**TEXT EXCERPT**:
Bruce Pearl was fired up.

His team was fresh off an SEC Tournament semifinal victory against Mississippi State, so the Auburn coach made a bold statement ahead of his team’s SEC Championship appearance, where it’ll face a surging Florida squad.

“This has become The Jungle. Our Auburn fans have turned this into The Jungle. So right now, everybody listening at home, get in your car, drive up to Nashville,” Pearl said on Saturday at the ESPN desk. “There are plenty of tickets available. Kentucky’s not here, Tennessee’s not here. Get in the car. Go to church! Ah, actually, you can’t go to church. Come to Tennessee and go to church. Fill this place up. War Eagle!”

That was hardly Pearl’s first or last instance of going on national TV and banging the drum for his program. It was a good time for him to do so. As he alluded to, the top 3 seeds in the SEC Tournament — No. 1 Tennessee, No. 2 Kentucky and No. 3 Alabama — all lost their respective opening games in Nashville. That turned Auburn into the clear favorite to cut down the SEC Tournament nets, and they’ll get the chance Sunday against Florida, which held off Texas A&M in the second semifinal Saturday.

But before the hay was in the barn on the top-heavy collapse in Nashville, Pearl had another bold postgame statement.

**APPLY WHAT YOU READ**:
[A] Transcribe the part of the Auburn basketball article starting with "Bruce Pearl was" and going on through "surging Florida squad.".
[B] Pick up the Auburn basketball article from where it stops and continue it.
The items that follow were taken from a separate source.

**EXCERPTED RECORDS**:

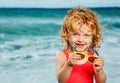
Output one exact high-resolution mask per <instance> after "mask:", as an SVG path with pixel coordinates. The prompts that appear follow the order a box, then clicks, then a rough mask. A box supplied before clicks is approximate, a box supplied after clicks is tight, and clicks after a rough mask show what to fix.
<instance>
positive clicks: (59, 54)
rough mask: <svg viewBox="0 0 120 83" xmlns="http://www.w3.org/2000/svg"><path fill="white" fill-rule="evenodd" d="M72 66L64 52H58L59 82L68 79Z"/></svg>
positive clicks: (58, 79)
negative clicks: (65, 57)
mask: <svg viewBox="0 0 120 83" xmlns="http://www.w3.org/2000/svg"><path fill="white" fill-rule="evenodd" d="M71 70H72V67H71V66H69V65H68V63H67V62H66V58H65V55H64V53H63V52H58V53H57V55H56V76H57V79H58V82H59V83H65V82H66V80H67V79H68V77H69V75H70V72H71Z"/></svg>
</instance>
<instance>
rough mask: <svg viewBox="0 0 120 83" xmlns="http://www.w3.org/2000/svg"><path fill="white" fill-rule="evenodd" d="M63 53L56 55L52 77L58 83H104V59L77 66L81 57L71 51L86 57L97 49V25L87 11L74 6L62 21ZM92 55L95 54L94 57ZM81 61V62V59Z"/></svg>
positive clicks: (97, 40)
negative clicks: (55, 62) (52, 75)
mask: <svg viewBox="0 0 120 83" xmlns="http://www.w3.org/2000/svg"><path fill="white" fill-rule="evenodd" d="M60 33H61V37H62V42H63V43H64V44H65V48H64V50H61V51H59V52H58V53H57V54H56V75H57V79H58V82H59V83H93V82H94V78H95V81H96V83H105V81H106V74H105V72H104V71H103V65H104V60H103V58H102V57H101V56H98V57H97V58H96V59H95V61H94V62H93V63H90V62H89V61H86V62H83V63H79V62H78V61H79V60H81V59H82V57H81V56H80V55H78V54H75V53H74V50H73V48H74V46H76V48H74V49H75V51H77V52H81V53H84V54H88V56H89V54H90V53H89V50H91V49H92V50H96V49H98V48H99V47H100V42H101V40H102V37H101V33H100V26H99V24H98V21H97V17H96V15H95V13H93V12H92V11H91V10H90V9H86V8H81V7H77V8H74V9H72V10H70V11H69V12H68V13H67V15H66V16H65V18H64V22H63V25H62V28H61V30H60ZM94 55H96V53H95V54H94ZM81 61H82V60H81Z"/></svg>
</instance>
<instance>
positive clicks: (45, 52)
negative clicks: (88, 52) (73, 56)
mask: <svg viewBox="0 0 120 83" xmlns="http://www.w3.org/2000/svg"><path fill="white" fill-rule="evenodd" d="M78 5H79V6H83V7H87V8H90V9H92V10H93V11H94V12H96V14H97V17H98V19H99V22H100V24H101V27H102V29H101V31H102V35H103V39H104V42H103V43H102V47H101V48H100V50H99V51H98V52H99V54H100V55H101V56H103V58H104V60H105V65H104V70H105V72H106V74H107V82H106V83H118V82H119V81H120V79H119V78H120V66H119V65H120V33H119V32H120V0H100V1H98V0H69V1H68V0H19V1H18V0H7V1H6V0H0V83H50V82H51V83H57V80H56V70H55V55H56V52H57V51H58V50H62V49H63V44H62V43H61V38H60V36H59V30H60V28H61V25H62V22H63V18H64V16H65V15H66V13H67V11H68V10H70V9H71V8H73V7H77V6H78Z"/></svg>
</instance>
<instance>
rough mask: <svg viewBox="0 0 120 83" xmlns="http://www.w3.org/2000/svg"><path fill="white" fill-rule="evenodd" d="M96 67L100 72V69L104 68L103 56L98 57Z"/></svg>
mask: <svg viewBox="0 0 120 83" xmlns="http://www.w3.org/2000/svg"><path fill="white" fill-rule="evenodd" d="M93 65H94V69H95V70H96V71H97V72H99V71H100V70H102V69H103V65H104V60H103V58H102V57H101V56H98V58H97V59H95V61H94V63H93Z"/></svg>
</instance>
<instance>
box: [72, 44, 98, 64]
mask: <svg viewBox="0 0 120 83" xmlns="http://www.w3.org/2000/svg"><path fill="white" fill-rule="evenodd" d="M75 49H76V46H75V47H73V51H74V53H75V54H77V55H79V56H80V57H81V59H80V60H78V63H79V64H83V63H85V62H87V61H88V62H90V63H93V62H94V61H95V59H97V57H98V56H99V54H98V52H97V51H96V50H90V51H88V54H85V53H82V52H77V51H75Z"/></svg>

* * *

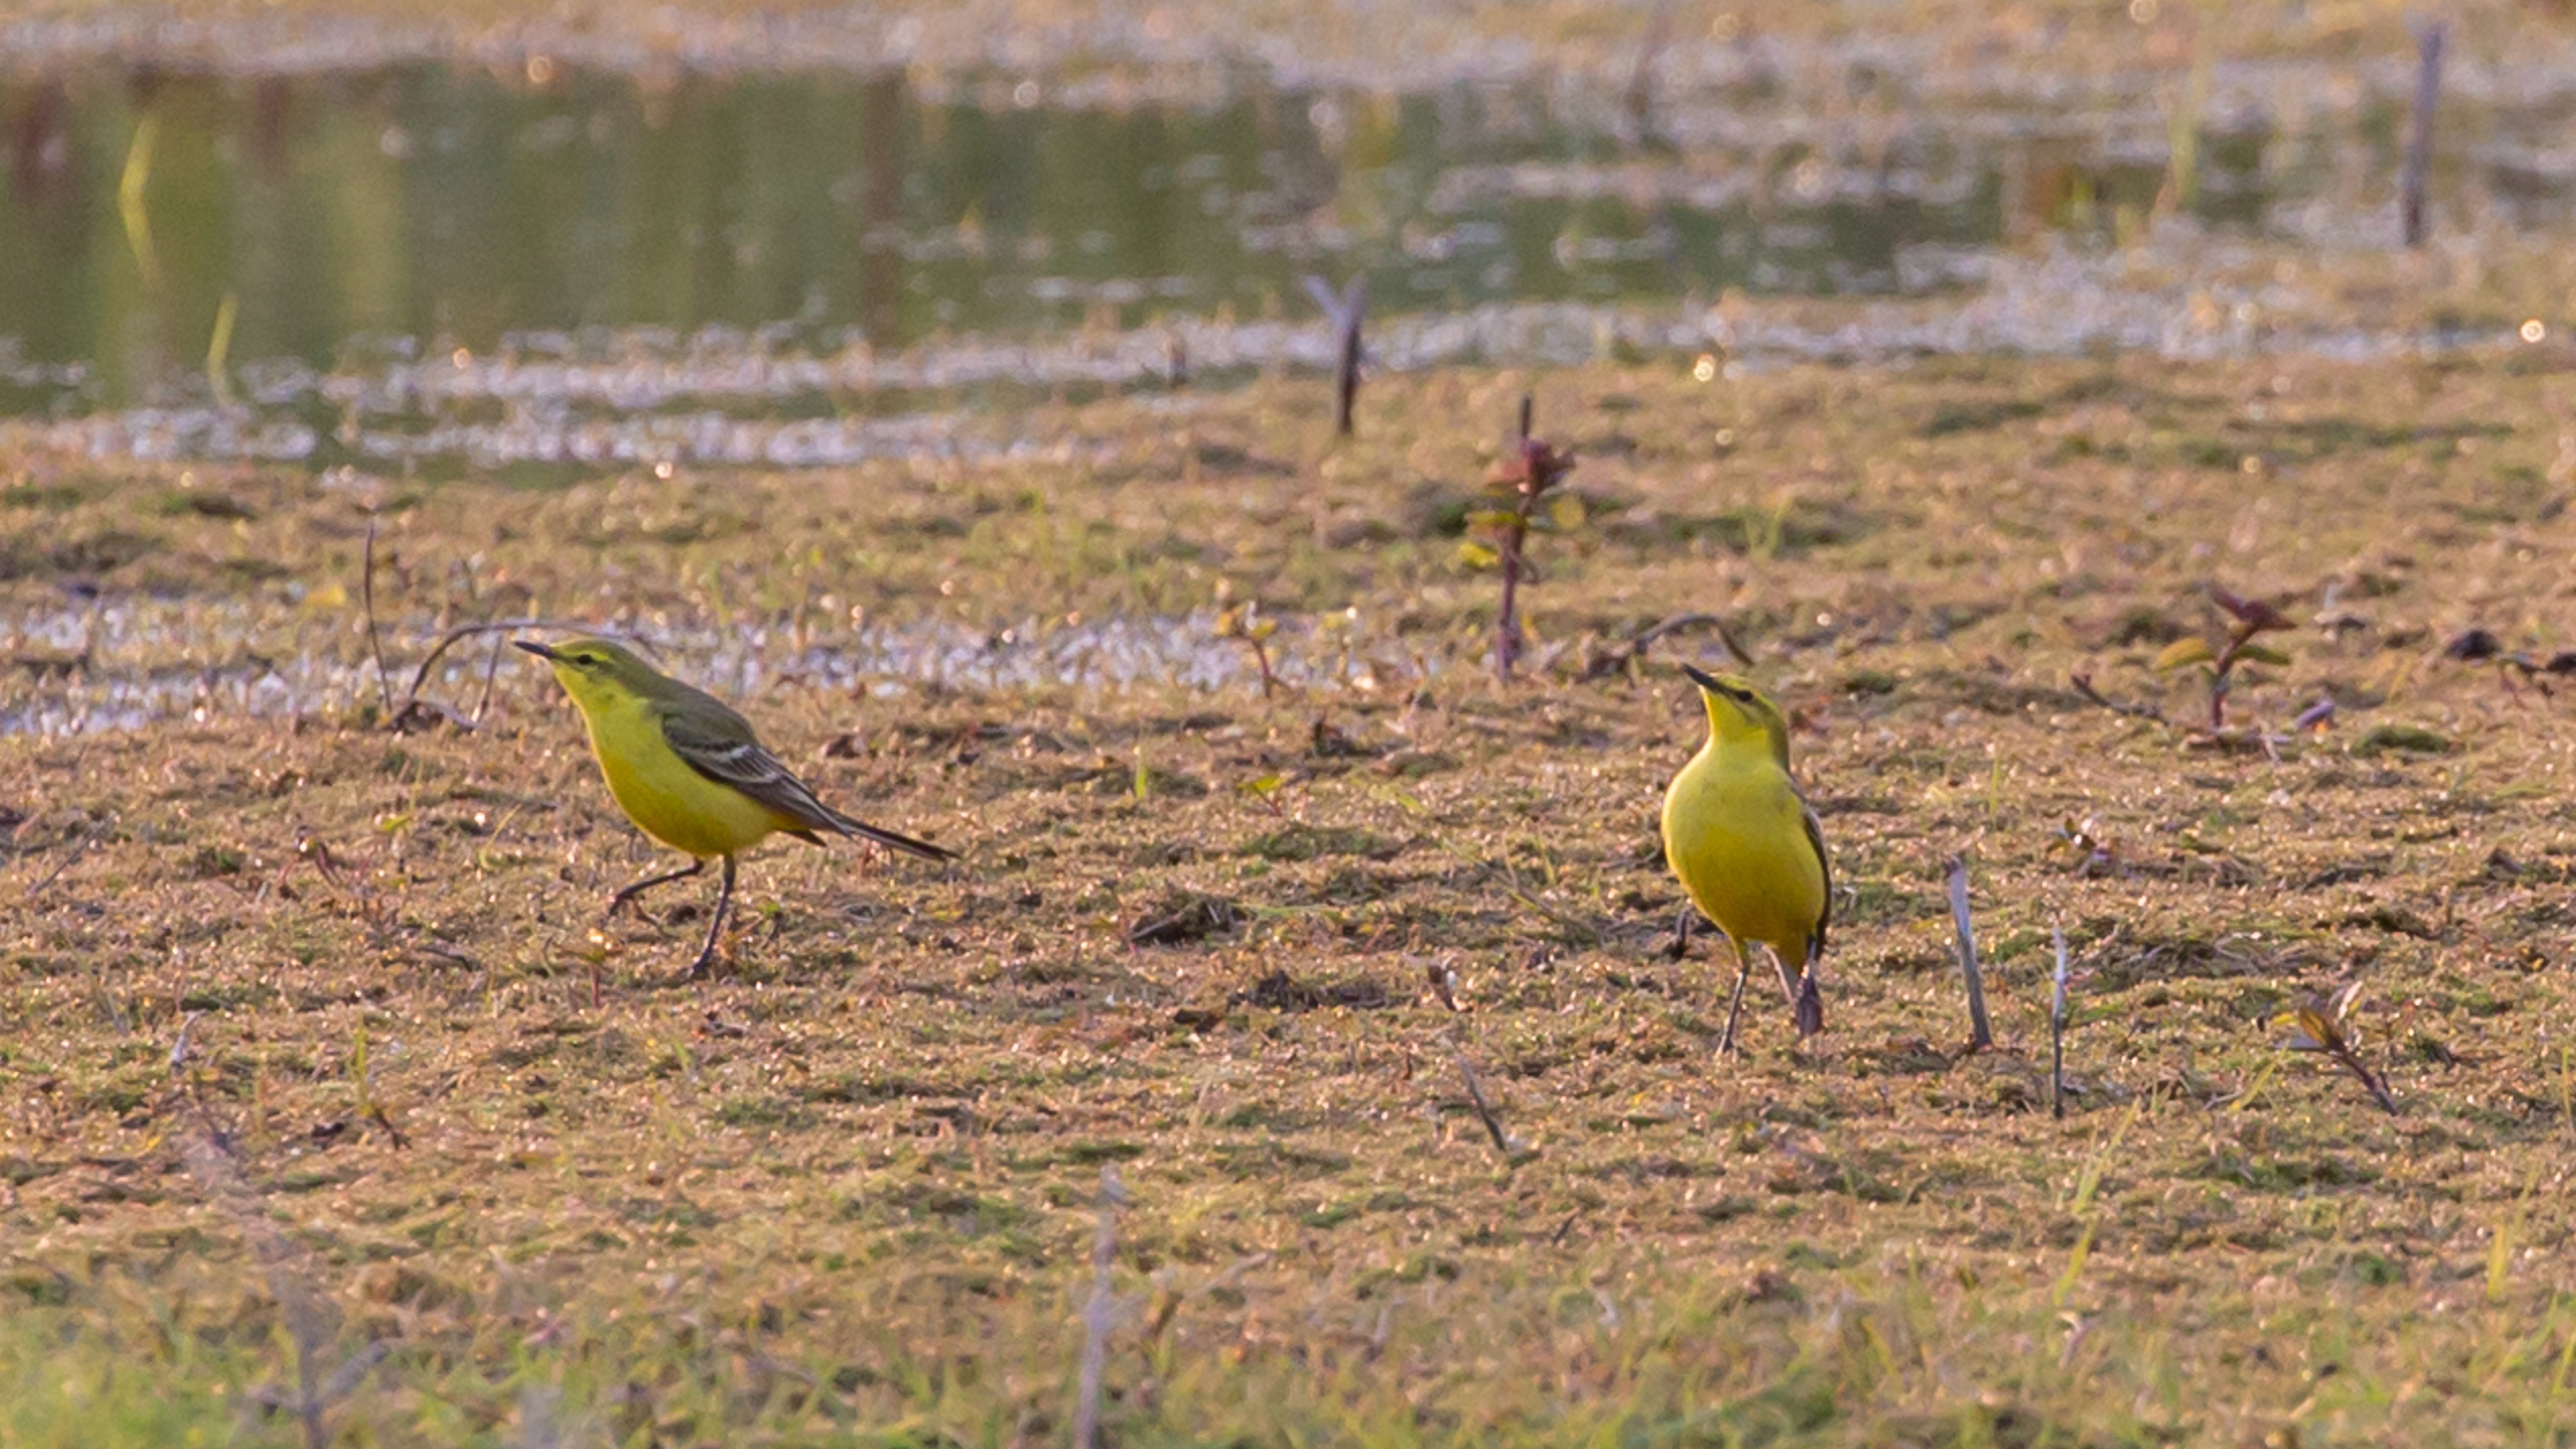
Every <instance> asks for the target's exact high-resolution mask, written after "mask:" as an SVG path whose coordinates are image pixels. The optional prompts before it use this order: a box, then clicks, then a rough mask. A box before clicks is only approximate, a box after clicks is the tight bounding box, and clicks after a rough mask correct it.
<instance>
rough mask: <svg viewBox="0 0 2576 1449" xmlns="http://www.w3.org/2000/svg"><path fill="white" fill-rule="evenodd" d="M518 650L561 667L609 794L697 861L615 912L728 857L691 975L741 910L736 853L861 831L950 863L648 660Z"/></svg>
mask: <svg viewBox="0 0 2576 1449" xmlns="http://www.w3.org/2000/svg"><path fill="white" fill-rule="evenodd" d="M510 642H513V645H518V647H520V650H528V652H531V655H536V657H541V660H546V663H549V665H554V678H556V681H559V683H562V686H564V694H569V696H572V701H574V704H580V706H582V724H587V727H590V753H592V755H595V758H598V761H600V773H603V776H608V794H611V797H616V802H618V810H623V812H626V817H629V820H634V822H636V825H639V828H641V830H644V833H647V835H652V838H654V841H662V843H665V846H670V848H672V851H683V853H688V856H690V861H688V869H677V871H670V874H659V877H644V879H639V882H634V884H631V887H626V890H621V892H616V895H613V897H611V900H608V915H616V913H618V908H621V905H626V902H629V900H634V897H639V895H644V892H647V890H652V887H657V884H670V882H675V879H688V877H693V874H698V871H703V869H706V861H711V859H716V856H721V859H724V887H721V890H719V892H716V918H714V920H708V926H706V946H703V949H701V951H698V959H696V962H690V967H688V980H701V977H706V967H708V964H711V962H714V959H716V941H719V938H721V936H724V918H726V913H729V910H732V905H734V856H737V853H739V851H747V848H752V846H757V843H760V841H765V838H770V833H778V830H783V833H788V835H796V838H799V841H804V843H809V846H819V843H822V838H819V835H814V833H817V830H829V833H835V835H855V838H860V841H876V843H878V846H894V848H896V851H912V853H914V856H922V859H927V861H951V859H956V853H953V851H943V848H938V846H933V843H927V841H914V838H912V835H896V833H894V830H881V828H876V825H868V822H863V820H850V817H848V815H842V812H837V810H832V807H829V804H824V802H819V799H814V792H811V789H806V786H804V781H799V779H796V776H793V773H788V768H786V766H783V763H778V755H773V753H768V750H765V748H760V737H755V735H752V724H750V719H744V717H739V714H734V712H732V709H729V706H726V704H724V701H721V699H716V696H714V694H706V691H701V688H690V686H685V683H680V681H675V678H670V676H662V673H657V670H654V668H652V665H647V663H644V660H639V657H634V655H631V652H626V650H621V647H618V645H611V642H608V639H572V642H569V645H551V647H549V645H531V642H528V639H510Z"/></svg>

**RESPONSES**:
[A]
Bruce Pearl was fired up.

His team was fresh off an SEC Tournament semifinal victory against Mississippi State, so the Auburn coach made a bold statement ahead of his team’s SEC Championship appearance, where it’ll face a surging Florida squad.

[B]
“Our league is prepared to make a run in March,” Pearl said after Friday’s win against South Carolina.

Here’s the thing, though.

Depth? The SEC has that. It’d be surprising if the SEC had fewer than 8 teams in the NCAA Tournament when the field is announced on Selection Sunday. Assuming that’s the case, the SEC will tie its record for most teams in the field. It happened in 2018 and more recently, in 2023.

An SEC run in March? This week didn’t confirm that. If anything, it grew that looming March cloud.

Why? Isn’t it a positive that an 8-bid league has an un-chalky conference title game? Sure.

But isn’t it a negative that the conference’s top 3 teams — AKA the ones who showed throughout the regular season that they’re most capable of making a run in March — aren’t playing their best basketball at the right time?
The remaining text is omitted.